Lack of insurance to support companies’ decarbonisation plans and diverging views on the insurability of transition risk are widening protection gaps and making risk transfer more complex.

An increase in so-called risk protection gaps – a calculation of the difference between insured losses versus total losses – is raising concerns about the affordability and insurability of the transition risks that companies encounter on the path to net zero.

The Federation of European Risk Management Associations rang alarm bells in a recent white paper, in which it urged the insurance and reinsurance industries to improve their product offering to facilitate companies’ transition to net zero. Ferma president Dirk Wegener warned that “[a] lack of sufficient risk transfer will slow investments in innovative technologies as more risk must be carried by the enterprise.”

He is not alone. Cheng Li Yow, corporate insurance partner at law firm Clifford Chance, also notes the need for an increase in insurance protection and insurance firms’ capacity to provide this. More broadly, many risks related to climate change as well as to the transition to a lower-carbon economy are uninsured. Simply looking at total losses caused by extreme weather events in Europe, only a quarter of these between 1980 and 2020 were insured, according to a study by the European Environment Agency.

And transition risks have been well documented and defined as being an aspect of companies’ decarbonisation efforts. The Task Force on Climate-related Financial Disclosures, for example, distinguishes four types of transition risks: policy and legal risk, technological risk, market risk and reputational risk. These constitute risks that affect businesses from a societal and economic point of view in the context of transitioning to a lower-carbon future.

Others, however, have a different view. At leading reinsurer Swiss Re, head of sustainability corporate solutions Lasse Wallquist acknowledges the problem but says transition risks are “entrepreneurial risks” and, as such, are generally not insurable. Better risk data and analytics are needed to better understand the risks relating to new technologies deriving from the net zero transition, and to improve the development of risk transfer solutions, he adds, because at present the industry lacks meaningful loss histories.

Regulatory pressure

Increasingly, companies will come under pressure to demonstrate their green credentials, which is also reflected in upcoming regulatory obligations, says Ferma’s Wegener. He highlights the EU Corporate Sustainability Reporting Directive, which will be implemented from 2024.

CSRD amends the current Non-Financial Reporting Directive and requires companies to publicly disclose information about their sustainability risks and opportunities. The regulation is based on the principle of double materiality, meaning it considers both financial implications and the impacts on people and the environment, as well as the interactions between them. It will also apply to insurance companies and credit institutions, which will need to navigate their own exposure to transition and physical risks.

Yow at Clifford Chance says insurers would be considering transition risks as both asset owners – particularly in life insurance – and assumers of transition risks on the non-life insurance side.

··········

Required actions.
a) Name each type of transition risk that the Task Force on Climate-related Financial Disclosures distinguishes, according to the article on insurance and the net-zero transition.
b) In the article on insurance and the net-zero transition, what share of total losses from extreme weather events in Europe between 1980 and 2020 was insured?
c) Pick up the article on insurance and the net-zero transition after its last sentence and continue it.

Information supplied.

··········

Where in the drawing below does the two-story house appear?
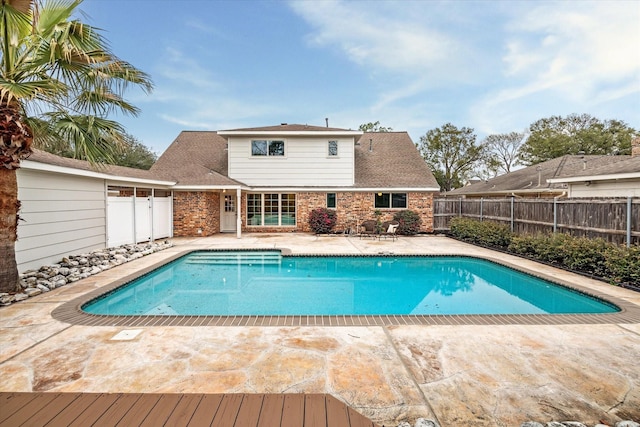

··········

Results by task.
a) Policy and legal risk, technological risk, market risk, and reputational risk.

b) Only a quarter of those losses were insured.

c)
Though physical risks are, to some extent, insurable through policies targeting environmental liability and catastrophe scenarios, the same is not true for transition risks.

However, insurers and reinsurers can support companies by providing risk analytics that would help companies make decisions related to the transition, says Wallquist at Swiss Re. He notes that when managing risks, reinsurers monitor the development of individual sectors, taking into account premium volume shifts between sectors, changes in accumulation, increased litigation activity and changes in risk quality.

Still, lack of direct cover may push companies on an alternative path. Yow says that this may lead to the introduction of transition risk in capital markets products, such as insurance-linked securities – resulting in the need to educate potential investors on the relevant insurance risks they are indirectly assuming. She considers other solutions too: “If there is a protection gap then a variety of alternative risk transfer solutions, such as captives for corporates and parametric insurance, would be helpful.”

Innovative solutions

Captives are a specific form of self-insurance whereby a company creates its own insurance subsidiary to provide coverage for well-estimated claim payouts. They could be used to address transition risks with the only difference that the risks are kept within the corporate group, adds a Munich Re spokesperson.

Parametric is a type of insurance whereby a policyholder is paid a set amount based on a trigger event, rather than the magnitude of the losses in a traditional indemnity policy. Under which circumstances a trigger event occurs is key to the contract and the payout.

Munich Re says that these triggers are usually based on physical risks but that they could be used for transition risks too on the condition that measurable triggers can be defined. Wallquist at Swiss Re considers captives and parametric insurance to be less practicable to address transition risks, but says they may be helpful in structuring risk transfer for new technologies that are relevant for the transition.

Ferma is concerned about this lack of risk transfers. In its white paper, it notes that more than four in 10 corporate risk managers it surveyed for its 2022 European Risk Manager Report said they “believe that some of their locations or business activities will become uninsurable in the future”. It also noted the lack of coverage for specific new technologies or materials such as offshore solar panels, offshore wind farms, hydrogen fuel or storage, and new construction techniques that support decarbonisation efforts.

Industry experts agree on the need for new insurance solutions to attract greater investment towards wind, solar, hydro and energy storage technology. Weather insurance solutions in particular may become ever more relevant due to the growth of wind and solar energy, which are dependent on weather conditions, says Wallquist. He also expects risk data and services to feature more prominently in Swiss Re’s offering, given the lack of historical claims data in the area of these new technologies.

The transition to a lower economy is creating risks as well as opportunities for companies adapting their activities to reduce carbon emissions. It is presenting equal challenges and new growth paths to their insurers.